WRITTEN PROBLEM |
Render each line of the data below as a JSON list of strings, one string per line, omitting blank lines and the pictures.

(Excerpts from a point-labeling dataset)
---
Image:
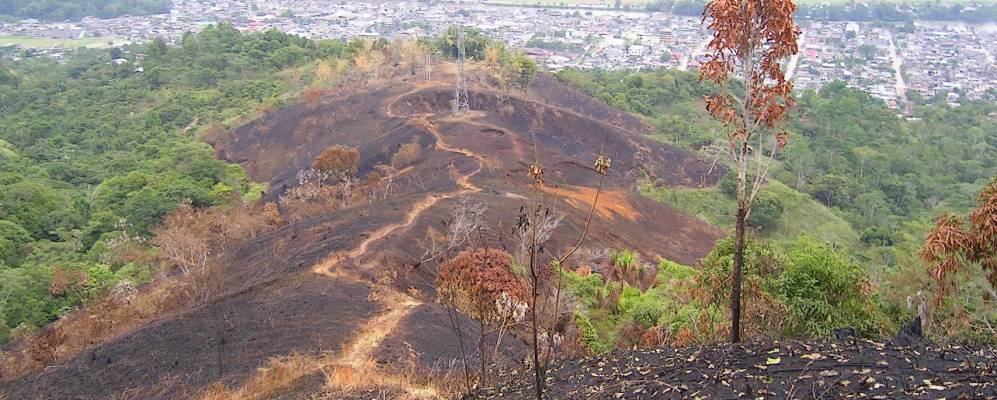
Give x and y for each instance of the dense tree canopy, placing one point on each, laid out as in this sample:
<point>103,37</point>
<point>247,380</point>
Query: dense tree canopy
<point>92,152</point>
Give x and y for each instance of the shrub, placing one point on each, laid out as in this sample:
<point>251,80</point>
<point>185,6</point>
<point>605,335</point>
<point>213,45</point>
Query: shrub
---
RESPONSE TO THE TASK |
[
  "Image:",
  "Give x and y for each instance of the dense tree canopy, placing one point on each, laid out as in this sample:",
  "<point>103,37</point>",
  "<point>247,380</point>",
  "Query: dense tree canopy",
  "<point>92,152</point>",
  "Give x and y for each instance of the shrub, placing one point on each, laid out as in this sample:",
  "<point>251,80</point>",
  "<point>185,6</point>",
  "<point>605,335</point>",
  "<point>213,45</point>",
  "Query: shrub"
]